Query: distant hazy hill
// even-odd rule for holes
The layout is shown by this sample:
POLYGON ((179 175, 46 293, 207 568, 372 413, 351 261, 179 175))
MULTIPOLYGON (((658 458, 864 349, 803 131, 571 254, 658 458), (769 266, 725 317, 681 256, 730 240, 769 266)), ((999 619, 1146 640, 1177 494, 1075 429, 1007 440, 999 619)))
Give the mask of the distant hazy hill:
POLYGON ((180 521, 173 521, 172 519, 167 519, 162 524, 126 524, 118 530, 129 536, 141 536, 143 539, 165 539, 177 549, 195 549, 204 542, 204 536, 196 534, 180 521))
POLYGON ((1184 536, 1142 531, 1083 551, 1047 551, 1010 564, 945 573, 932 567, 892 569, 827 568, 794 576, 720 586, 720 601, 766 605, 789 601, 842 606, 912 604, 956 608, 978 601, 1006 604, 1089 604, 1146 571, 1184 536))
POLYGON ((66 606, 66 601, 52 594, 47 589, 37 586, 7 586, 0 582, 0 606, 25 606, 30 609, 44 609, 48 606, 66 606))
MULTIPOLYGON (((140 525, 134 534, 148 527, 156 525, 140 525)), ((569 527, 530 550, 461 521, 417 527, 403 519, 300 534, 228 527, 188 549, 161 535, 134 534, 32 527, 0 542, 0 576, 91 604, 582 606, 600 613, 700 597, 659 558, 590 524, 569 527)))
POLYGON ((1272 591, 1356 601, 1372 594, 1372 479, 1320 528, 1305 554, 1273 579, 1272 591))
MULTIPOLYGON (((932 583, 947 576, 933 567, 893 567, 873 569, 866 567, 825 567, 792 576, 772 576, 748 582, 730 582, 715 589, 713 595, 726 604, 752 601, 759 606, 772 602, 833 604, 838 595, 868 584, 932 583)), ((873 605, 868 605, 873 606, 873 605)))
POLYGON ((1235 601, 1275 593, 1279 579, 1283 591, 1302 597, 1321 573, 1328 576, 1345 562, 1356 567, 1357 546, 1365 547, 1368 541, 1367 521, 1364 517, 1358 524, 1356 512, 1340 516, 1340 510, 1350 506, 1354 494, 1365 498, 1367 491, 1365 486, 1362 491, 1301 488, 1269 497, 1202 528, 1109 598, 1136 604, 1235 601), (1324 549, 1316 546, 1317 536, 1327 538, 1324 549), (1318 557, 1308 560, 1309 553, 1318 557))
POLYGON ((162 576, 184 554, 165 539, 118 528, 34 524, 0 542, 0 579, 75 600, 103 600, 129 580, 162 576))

****************

TASK STATEMENT
Can you print all of the material above again, line for line, with nothing changed?

REPLY TO THE EXERCISE
Query: distant hazy hill
// even-odd rule for holes
The layout is shown by this sample:
POLYGON ((179 175, 46 293, 207 568, 372 413, 351 261, 179 175))
MULTIPOLYGON (((658 458, 864 349, 803 131, 571 254, 658 458), (769 266, 725 317, 681 256, 730 240, 769 266)), ((999 619, 1146 640, 1177 494, 1075 429, 1007 440, 999 619)))
Give the mask of the distant hazy hill:
POLYGON ((180 521, 173 521, 172 519, 167 519, 162 524, 126 524, 118 530, 129 536, 141 536, 143 539, 165 539, 177 549, 195 549, 204 542, 204 536, 196 534, 180 521))
POLYGON ((1184 536, 1142 531, 1083 551, 1047 551, 1010 564, 945 573, 932 567, 892 569, 827 568, 794 576, 720 586, 720 601, 766 605, 789 601, 842 606, 912 604, 956 608, 978 601, 1006 604, 1089 604, 1146 571, 1184 536))
POLYGON ((66 606, 66 601, 52 594, 47 589, 37 586, 7 586, 0 582, 0 606, 25 606, 30 609, 44 609, 48 606, 66 606))
MULTIPOLYGON (((140 525, 134 534, 148 527, 156 525, 140 525)), ((569 527, 530 550, 461 521, 417 527, 403 519, 300 534, 228 527, 188 549, 161 535, 134 534, 32 527, 0 542, 0 576, 91 604, 582 606, 600 613, 700 597, 659 558, 590 524, 569 527)))
POLYGON ((1272 591, 1356 601, 1372 594, 1372 479, 1320 528, 1305 554, 1273 579, 1272 591))
MULTIPOLYGON (((932 583, 947 576, 933 567, 893 567, 873 569, 866 567, 825 567, 792 576, 772 576, 748 582, 730 582, 715 589, 713 595, 726 604, 752 601, 759 606, 772 602, 833 604, 838 595, 868 584, 932 583)), ((873 605, 868 605, 873 606, 873 605)))
POLYGON ((1235 601, 1275 593, 1279 579, 1283 591, 1302 597, 1321 573, 1328 576, 1345 562, 1356 567, 1357 546, 1365 547, 1368 541, 1367 521, 1364 517, 1358 524, 1356 512, 1340 516, 1340 510, 1350 506, 1354 494, 1365 498, 1367 491, 1365 486, 1362 491, 1301 488, 1269 497, 1202 528, 1109 598, 1136 604, 1235 601), (1324 549, 1316 546, 1317 536, 1327 538, 1324 549), (1318 557, 1308 560, 1309 553, 1318 557))
POLYGON ((162 576, 184 554, 165 539, 118 528, 34 524, 0 542, 0 579, 75 600, 103 600, 129 580, 162 576))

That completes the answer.